_WHAT IS BEING ASKED_:
Reproduce the data in its entirety, exactly as supplied.

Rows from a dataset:
+ + + +

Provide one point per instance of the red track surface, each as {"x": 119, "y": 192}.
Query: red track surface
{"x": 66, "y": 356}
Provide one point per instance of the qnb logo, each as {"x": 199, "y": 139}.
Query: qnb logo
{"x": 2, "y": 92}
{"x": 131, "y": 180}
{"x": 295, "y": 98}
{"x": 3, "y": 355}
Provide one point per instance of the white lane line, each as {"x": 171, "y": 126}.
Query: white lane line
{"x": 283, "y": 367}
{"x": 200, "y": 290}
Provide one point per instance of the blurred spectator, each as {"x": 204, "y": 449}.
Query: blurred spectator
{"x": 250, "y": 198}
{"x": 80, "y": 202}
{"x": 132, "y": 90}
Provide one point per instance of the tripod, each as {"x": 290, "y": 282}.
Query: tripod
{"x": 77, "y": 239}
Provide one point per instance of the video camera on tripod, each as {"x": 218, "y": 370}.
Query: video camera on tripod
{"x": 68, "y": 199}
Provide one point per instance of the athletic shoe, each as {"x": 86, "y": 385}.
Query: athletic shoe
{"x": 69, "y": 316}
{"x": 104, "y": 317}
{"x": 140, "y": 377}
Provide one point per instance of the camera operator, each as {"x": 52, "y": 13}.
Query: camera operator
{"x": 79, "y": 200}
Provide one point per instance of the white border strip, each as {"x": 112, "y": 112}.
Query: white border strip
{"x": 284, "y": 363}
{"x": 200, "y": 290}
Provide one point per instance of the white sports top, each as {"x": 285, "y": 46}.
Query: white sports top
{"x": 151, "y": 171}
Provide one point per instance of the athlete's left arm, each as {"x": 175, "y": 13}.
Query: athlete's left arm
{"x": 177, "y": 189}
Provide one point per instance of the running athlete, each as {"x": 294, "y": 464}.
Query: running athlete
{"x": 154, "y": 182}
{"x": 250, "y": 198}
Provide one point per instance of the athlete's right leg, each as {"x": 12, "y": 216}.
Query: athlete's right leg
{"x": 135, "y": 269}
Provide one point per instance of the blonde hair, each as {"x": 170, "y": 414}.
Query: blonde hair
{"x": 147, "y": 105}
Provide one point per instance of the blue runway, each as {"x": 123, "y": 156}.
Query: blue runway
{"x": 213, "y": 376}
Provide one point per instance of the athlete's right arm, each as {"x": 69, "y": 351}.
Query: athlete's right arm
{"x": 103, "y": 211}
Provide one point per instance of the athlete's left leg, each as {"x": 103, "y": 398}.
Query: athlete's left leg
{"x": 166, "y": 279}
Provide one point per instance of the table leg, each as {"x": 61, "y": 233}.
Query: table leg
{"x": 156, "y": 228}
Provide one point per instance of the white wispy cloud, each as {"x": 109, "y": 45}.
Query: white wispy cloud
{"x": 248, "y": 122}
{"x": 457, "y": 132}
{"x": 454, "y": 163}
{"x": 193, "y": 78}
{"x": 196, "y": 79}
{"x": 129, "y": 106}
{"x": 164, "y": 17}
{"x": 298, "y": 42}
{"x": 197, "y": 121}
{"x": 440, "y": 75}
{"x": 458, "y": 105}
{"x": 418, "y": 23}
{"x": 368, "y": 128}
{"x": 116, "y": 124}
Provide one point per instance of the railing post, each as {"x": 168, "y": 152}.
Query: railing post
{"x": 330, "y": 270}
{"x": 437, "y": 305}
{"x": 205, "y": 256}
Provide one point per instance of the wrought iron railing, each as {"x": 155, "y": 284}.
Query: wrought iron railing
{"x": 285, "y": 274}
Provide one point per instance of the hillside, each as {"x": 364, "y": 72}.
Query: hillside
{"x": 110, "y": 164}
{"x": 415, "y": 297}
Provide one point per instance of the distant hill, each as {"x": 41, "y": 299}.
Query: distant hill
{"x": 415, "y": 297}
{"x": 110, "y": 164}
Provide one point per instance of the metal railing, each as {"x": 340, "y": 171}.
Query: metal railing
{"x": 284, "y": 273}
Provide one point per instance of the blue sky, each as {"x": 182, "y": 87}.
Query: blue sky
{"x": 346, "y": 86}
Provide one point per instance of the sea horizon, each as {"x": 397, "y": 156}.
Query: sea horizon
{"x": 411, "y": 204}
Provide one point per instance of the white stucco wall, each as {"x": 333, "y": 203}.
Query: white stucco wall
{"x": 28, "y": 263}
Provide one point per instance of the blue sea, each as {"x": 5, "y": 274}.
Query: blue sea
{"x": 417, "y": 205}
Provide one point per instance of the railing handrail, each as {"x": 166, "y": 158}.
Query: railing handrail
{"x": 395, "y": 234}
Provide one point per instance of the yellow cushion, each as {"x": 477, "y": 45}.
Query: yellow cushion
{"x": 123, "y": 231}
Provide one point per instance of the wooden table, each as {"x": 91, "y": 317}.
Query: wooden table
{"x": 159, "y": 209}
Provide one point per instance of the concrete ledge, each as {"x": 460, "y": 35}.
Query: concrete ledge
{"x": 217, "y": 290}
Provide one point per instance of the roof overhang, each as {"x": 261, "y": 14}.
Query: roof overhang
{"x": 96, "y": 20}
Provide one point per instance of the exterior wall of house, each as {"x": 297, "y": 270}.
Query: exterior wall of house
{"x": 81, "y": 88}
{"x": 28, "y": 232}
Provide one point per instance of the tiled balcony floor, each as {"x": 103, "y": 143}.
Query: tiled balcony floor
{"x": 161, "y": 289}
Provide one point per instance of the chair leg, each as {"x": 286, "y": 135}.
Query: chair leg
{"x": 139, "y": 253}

+ + + +

_RESULT BELOW_:
Provide one point per instance of the red track surface, each as {"x": 119, "y": 192}.
Query: red track surface
{"x": 66, "y": 356}
Provide one point per instance of the qnb logo, each as {"x": 199, "y": 139}.
Query: qnb logo
{"x": 2, "y": 92}
{"x": 131, "y": 180}
{"x": 295, "y": 98}
{"x": 3, "y": 355}
Provide one point per instance of the white lane line, each as {"x": 171, "y": 126}.
Query: white lane line
{"x": 283, "y": 367}
{"x": 200, "y": 290}
Provide one point per instance of the blurred spectator, each as {"x": 204, "y": 449}.
Query: blurred spectator
{"x": 250, "y": 198}
{"x": 80, "y": 202}
{"x": 132, "y": 90}
Provide one point per instance of the tripod, each as {"x": 290, "y": 282}.
Query: tripod
{"x": 77, "y": 239}
Provide one point per instance of the video camera on tripod, each as {"x": 218, "y": 370}.
Query: video camera on tripod
{"x": 68, "y": 199}
Provide one point per instance of the athletic shoe, each as {"x": 86, "y": 385}.
Query: athletic shoe
{"x": 69, "y": 316}
{"x": 104, "y": 317}
{"x": 140, "y": 377}
Provide one point per instance of the camera operator, each as {"x": 52, "y": 13}.
Query: camera operator
{"x": 79, "y": 200}
Provide one point per instance of the white border strip, each as {"x": 112, "y": 112}.
Query: white border strip
{"x": 284, "y": 363}
{"x": 200, "y": 290}
Provide one point per instance of the white sports top, each as {"x": 285, "y": 46}.
Query: white sports top
{"x": 151, "y": 171}
Provide one point per instance of the athlete's left arm, each as {"x": 175, "y": 13}.
Query: athlete's left arm
{"x": 177, "y": 189}
Provide one point per instance of the running athlete, each as {"x": 294, "y": 464}.
Query: running athlete
{"x": 154, "y": 182}
{"x": 250, "y": 198}
Provide one point per instance of the athlete's right leg, each as {"x": 12, "y": 216}.
Query: athlete's right leg
{"x": 135, "y": 269}
Provide one point per instance of the blonde hair, each as {"x": 170, "y": 414}.
Query: blonde hair
{"x": 147, "y": 105}
Provide one point per instance of the blue runway, each as {"x": 123, "y": 156}.
Query: blue runway
{"x": 213, "y": 376}
Provide one point per instance of the athlete's right arm, each as {"x": 69, "y": 351}.
Query: athlete's right arm
{"x": 103, "y": 211}
Provide one point per instance of the athlete's left leg, each as {"x": 103, "y": 398}.
Query: athlete's left leg
{"x": 166, "y": 279}
Provide one point per instance of the table leg, each as {"x": 61, "y": 233}.
Query: table leg
{"x": 156, "y": 228}
Provide one point per instance of the white wispy cloud, each as {"x": 109, "y": 45}.
Query: white wispy cloud
{"x": 248, "y": 122}
{"x": 457, "y": 132}
{"x": 454, "y": 163}
{"x": 193, "y": 78}
{"x": 196, "y": 79}
{"x": 129, "y": 106}
{"x": 164, "y": 17}
{"x": 298, "y": 42}
{"x": 197, "y": 121}
{"x": 440, "y": 75}
{"x": 458, "y": 105}
{"x": 418, "y": 23}
{"x": 368, "y": 128}
{"x": 116, "y": 124}
Provide one point per instance of the railing post, each as {"x": 168, "y": 152}.
Query: railing post
{"x": 330, "y": 270}
{"x": 437, "y": 305}
{"x": 205, "y": 256}
Provide one point per instance of the wrought iron railing, each as {"x": 155, "y": 284}.
Query: wrought iron railing
{"x": 285, "y": 274}
Provide one point per instance of the hillside, each as {"x": 364, "y": 72}.
Query: hillside
{"x": 110, "y": 164}
{"x": 415, "y": 297}
Provide one point per instance of the distant hill, each as {"x": 41, "y": 299}.
Query: distant hill
{"x": 415, "y": 297}
{"x": 110, "y": 164}
Provide one point per instance of the metal railing, each as {"x": 340, "y": 171}.
Query: metal railing
{"x": 284, "y": 273}
Provide one point per instance of the blue sky, each as {"x": 182, "y": 87}.
Query: blue sky
{"x": 346, "y": 86}
Provide one point per instance of the sea horizon, each as {"x": 397, "y": 156}.
Query: sea horizon
{"x": 411, "y": 204}
Provide one point per instance of the white stucco wall, each as {"x": 333, "y": 203}.
Query: white stucco wall
{"x": 28, "y": 263}
Provide one point per instance of the blue sea, each as {"x": 5, "y": 274}.
Query: blue sea
{"x": 417, "y": 205}
Provide one point per instance of the railing handrail, each as {"x": 166, "y": 158}.
Query: railing handrail
{"x": 395, "y": 234}
Provide one point per instance of the yellow cushion, each as {"x": 477, "y": 45}.
Query: yellow cushion
{"x": 123, "y": 231}
Provide one point per instance of the wooden table, each as {"x": 91, "y": 317}.
Query: wooden table
{"x": 159, "y": 209}
Provide one point per instance of the concrete ledge, each as {"x": 460, "y": 35}.
Query: concrete ledge
{"x": 217, "y": 290}
Provide one point per instance of the roof overhang, each as {"x": 261, "y": 14}.
Query: roof overhang
{"x": 96, "y": 20}
Provide one point per instance of the exterior wall of house, each as {"x": 297, "y": 270}.
Query: exterior wall of house
{"x": 81, "y": 88}
{"x": 28, "y": 232}
Provide one point per instance of the tiled balcony floor, each as {"x": 103, "y": 143}.
Query: tiled balcony floor
{"x": 161, "y": 289}
Provide one point per instance of the chair leg, each as {"x": 286, "y": 135}.
Query: chair leg
{"x": 139, "y": 253}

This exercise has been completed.